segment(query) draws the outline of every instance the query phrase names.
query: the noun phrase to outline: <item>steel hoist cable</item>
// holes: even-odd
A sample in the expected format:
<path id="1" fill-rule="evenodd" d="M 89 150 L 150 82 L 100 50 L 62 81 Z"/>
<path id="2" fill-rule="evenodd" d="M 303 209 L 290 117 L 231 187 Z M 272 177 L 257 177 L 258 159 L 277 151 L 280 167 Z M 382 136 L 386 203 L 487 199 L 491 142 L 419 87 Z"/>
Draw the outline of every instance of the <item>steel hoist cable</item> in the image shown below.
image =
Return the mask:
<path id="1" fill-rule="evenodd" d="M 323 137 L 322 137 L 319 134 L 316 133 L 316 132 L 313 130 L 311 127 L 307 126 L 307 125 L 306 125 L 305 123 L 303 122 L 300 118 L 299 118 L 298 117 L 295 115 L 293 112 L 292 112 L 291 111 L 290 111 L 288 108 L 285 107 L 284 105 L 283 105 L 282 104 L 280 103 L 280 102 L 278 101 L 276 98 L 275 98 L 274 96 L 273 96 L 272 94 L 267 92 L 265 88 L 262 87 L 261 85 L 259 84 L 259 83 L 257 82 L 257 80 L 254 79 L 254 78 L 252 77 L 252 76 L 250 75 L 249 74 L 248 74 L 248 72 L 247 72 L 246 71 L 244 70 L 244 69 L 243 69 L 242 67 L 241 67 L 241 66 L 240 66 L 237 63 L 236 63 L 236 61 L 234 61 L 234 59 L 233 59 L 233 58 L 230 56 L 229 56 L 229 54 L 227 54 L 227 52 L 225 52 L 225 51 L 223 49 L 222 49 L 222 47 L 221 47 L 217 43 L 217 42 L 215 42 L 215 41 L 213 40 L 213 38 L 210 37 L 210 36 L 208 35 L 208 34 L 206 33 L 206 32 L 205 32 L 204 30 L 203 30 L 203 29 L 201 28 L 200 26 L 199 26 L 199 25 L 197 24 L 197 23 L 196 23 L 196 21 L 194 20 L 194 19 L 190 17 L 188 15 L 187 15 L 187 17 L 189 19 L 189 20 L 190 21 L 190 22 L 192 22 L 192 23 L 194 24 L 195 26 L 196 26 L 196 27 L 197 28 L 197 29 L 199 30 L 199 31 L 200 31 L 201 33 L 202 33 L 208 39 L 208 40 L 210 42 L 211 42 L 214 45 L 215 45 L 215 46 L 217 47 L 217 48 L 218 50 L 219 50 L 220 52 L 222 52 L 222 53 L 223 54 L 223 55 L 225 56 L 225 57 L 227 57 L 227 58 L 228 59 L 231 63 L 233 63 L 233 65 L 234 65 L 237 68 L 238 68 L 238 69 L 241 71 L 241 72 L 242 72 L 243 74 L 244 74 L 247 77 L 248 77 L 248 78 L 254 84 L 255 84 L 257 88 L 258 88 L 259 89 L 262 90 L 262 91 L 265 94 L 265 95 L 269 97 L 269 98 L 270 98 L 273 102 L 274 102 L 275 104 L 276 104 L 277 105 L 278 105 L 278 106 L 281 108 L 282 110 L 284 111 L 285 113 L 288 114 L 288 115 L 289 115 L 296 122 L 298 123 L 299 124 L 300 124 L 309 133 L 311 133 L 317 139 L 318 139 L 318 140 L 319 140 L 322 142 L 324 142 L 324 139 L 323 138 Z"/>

_To do_: Rewrite the items above with every "steel hoist cable" changed to "nylon tow rope" and nothing else altered.

_Worked answer_:
segment(query) draws the outline of every instance the query phrase names.
query: the noun phrase to outline: <item>nylon tow rope</item>
// holes: even-odd
A sample in the expected format:
<path id="1" fill-rule="evenodd" d="M 89 150 L 150 82 L 100 50 L 62 81 Z"/>
<path id="2" fill-rule="evenodd" d="M 303 209 L 290 117 L 231 187 Z M 272 177 L 257 177 L 258 159 L 277 151 L 280 167 Z M 382 136 L 386 203 L 487 199 L 491 142 L 419 87 Z"/>
Draw the outline of every instance of the <item>nylon tow rope</item> in the image shown below.
image =
Return the mask:
<path id="1" fill-rule="evenodd" d="M 323 137 L 322 137 L 319 134 L 316 133 L 316 132 L 313 130 L 311 127 L 307 126 L 307 125 L 306 125 L 305 123 L 303 122 L 300 118 L 299 118 L 298 117 L 295 115 L 293 112 L 292 112 L 291 111 L 290 111 L 288 108 L 285 107 L 284 105 L 283 105 L 282 104 L 280 103 L 280 102 L 278 101 L 276 98 L 275 98 L 274 96 L 273 96 L 272 94 L 267 92 L 265 88 L 262 87 L 261 85 L 259 84 L 259 83 L 257 82 L 257 80 L 254 79 L 254 78 L 252 77 L 252 76 L 250 75 L 249 74 L 248 74 L 248 72 L 247 72 L 246 71 L 244 70 L 244 69 L 243 69 L 242 67 L 241 67 L 241 66 L 240 66 L 237 63 L 236 63 L 236 61 L 234 61 L 234 59 L 233 59 L 233 58 L 230 56 L 229 56 L 229 54 L 227 54 L 227 52 L 225 52 L 225 51 L 223 49 L 222 49 L 222 47 L 221 47 L 217 43 L 217 42 L 215 42 L 215 41 L 213 40 L 213 38 L 210 37 L 210 36 L 208 35 L 208 34 L 206 33 L 206 32 L 205 32 L 204 30 L 203 30 L 203 29 L 201 28 L 200 26 L 199 26 L 199 25 L 197 24 L 197 23 L 196 23 L 196 21 L 194 20 L 194 19 L 190 17 L 188 15 L 187 15 L 187 17 L 189 19 L 189 20 L 190 21 L 190 22 L 192 22 L 192 23 L 194 24 L 195 26 L 196 26 L 196 27 L 197 28 L 197 29 L 199 30 L 199 31 L 200 31 L 201 33 L 202 33 L 208 39 L 208 40 L 210 42 L 211 42 L 214 45 L 215 45 L 215 46 L 217 47 L 217 48 L 218 50 L 219 50 L 220 52 L 222 52 L 222 53 L 223 54 L 223 55 L 225 56 L 225 57 L 227 57 L 227 58 L 228 59 L 231 63 L 233 63 L 233 65 L 234 65 L 237 68 L 238 68 L 238 69 L 241 71 L 241 72 L 242 72 L 243 74 L 244 74 L 247 77 L 248 77 L 248 78 L 254 84 L 255 84 L 257 88 L 258 88 L 259 89 L 262 90 L 262 91 L 265 94 L 265 95 L 269 97 L 269 98 L 270 98 L 273 102 L 274 102 L 275 104 L 276 104 L 277 105 L 278 105 L 278 106 L 281 108 L 282 110 L 284 111 L 285 113 L 288 114 L 288 115 L 289 115 L 296 122 L 298 123 L 299 124 L 300 124 L 309 133 L 311 133 L 317 139 L 318 139 L 318 140 L 319 140 L 322 142 L 324 142 L 324 139 L 323 138 Z"/>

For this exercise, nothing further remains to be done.